- **Task requirements**
(a) From the NumPy subsetting notes, list every expression that subsets py_list, in the order they appear.
(b) Please write the next part of the NumPy subsetting notes, starting after the line about inverting the mask with ~.

- **Text**
'''

<div style="text-align:left;font-size:2em"><span style="font-weight:bolder;font-size:1.25em">SP2273 | Learning Portfolio</span><br><br><span style="font-weight:bold;color:darkred">Storing Data (Good)</span></div>

In [2]:
import numpy as np

# What to expect in this chapter

# Subsetting: Indexing and Slicing

- Subsetting means to select
- Indexing refers to selecting one element
- Slicing refers to selecting a range of elements

##  Lists & Arrays in 1D | Subsetting & Indexing

In [4]:
py_list=["a1", "b2", "c3", "d4", "e5",
         "f6", "g7", "h8", "i9", "j10"]
np_array=np.array(py_list)

# Pick one
x = py_list  # OR
x = np_array

In [8]:
py_list[0]

'a1'

In [9]:
py_list[-1]

'j10'

In [11]:
py_list[1:6]  # get 6-1=5 elements

['b2', 'c3', 'd4', 'e5', 'f6']

In [12]:
py_list[1:6:2] #same as previous cell but in steps of 2

['b2', 'd4', 'f6']

- This applies to both lists and arrays
- Ref sp2273 website for syntax

##  Arrays only | Subsetting by masking

In [5]:
np_array = np.array([1, 2, 3, 4, 5, 6, 7, 8, 9, 10])
my_mask = np_array > 3
my_mask

array([False, False, False,  True,  True,  True,  True,  True,  True,
        True])

The answer to the question is in the form of a ‘Yes’/‘No’ or True/False format. We can use this True/False format to ask NumPy to show us only those that are True by

In [13]:
np_array[my_mask]  #the mask sort of "covers" the options that are false and just shows us those that are true

array([ 4,  5,  6,  7,  8,  9, 10])

**Subsetting my masking only works with numpy arrays**

Instead of creating another variable, we can also do all of this succinctly as:

In [14]:
np_array[np_array > 3]  #instead of creating a mask we can just do it like this

array([ 4,  5,  6,  7,  8,  9, 10])

**Example 1**

We can invert our mask by using the ~.

'''

- **Material**
'''

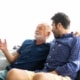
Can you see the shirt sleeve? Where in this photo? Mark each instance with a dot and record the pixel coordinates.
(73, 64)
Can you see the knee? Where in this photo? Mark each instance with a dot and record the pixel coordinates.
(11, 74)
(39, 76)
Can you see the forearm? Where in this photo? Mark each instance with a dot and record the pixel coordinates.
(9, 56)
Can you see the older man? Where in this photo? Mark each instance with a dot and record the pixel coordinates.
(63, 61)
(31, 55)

'''
'''

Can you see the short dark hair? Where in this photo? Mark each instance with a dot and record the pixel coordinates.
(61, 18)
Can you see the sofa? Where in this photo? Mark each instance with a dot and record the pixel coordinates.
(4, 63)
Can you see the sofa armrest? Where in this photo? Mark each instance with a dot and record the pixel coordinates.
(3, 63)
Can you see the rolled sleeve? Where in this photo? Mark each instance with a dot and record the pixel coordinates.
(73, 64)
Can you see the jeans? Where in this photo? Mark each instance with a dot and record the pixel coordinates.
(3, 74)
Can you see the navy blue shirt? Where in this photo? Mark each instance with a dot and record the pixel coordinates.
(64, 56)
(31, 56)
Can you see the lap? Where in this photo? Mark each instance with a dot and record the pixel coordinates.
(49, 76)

'''

- **Responses by task**
(a)
py_list[0]
py_list[-1]
py_list[1:6]
py_list[1:6:2]

(b)
~ is called the Bitwise Not operator.

In [16]:
np_array[~(np_array > 3)]                 # '~' means 'NOT'

array([1, 2, 3])

**Example 2**

We can combine one mask AND another mask.
(AND will show something only if both masks are true.)

In [18]:
np_array[(np_array > 3) & (np_array < 8)] # '&' means 'AND'

array([4, 5, 6, 7])

**Example 3**

We can combine one mask OR another mask.
(OR will show something if either mask is true.)

In [20]:
np_array[(np_array < 3) | (np_array > 8)] # '|' means 'OR'

array([ 1,  2,  9, 10])

- Always use the Bitwise NOT(~), Bitwise OR(|) and Bitwise AND(&) when combining masks with NumPy.
- 
Always use brackets to clarify what you are asking the mask to do.



##  Lists & Arrays in 2D | Indexing & Slicing

In [23]:
py_list_2d = [[1, "A"], [2, "B"], [3, "C"], [4, "D"],
              [5, "E"], [6, "F"], [7, "G"], [8, "H"],
              [9, "I"], [10, "J"]]

np_array_2d = np.array(py_list_2d)

In [24]:
py_list_2d

[[1, 'A'],
 [2, 'B'],
 [3, 'C'],
 [4, 'D'],
 [5, 'E'],
 [6, 'F'],
 [7, 'G'],
 [8, 'H'],
 [9, 'I'],
 [10, 'J']]

In [25]:
np_array_2d

array([['1', 'A'],
       ['2', 'B'],
       ['3', 'C'],
       ['4', 'D'],
       ['5', 'E'],
       ['6', 'F'],
       ['7', 'G'],
       ['8', 'H'],
       ['9', 'I'],
       ['10', 'J']], dtype='<U11')

**Example 1**

What is at position 4 (index 3)?

In [27]:
py_list_2d[3]

[4, 'D']

In [28]:
np_array_2d[3]

array(['4', 'D'], dtype='<U11')

**Example 2**

What is the first element at position 4 (index 3)?

In [29]:
py_list_2d[3][0]

4

In [30]:
np_array_2d[3, 0]

'4'

**Example 3**

What are the first 3 elements?

In [31]:
py_list_2d[:3]

[[1, 'A'], [2, 'B'], [3, 'C']]

In [32]:
np_array_2d[:3]

array([['1', 'A'],
       ['2', 'B'],
       ['3', 'C']], dtype='<U11')

**Example 4**

In [40]:
py_list_2d[:3][0]  #Takes the 3 sets of elements first then takes 0

[1, 'A']

In [41]:
np_array_2d[:3, 0]  #Takes the first 0 off all 3 sets

array(['1', '2', '3'], dtype='<U11')

You might think that this will yield the first elements (i.e., [1, 2, 3]) of all the sub-lists up to index 2.
No! Instead, it gives the first of the list you get from py_list_2d[:3]. Also numpy array works very differently.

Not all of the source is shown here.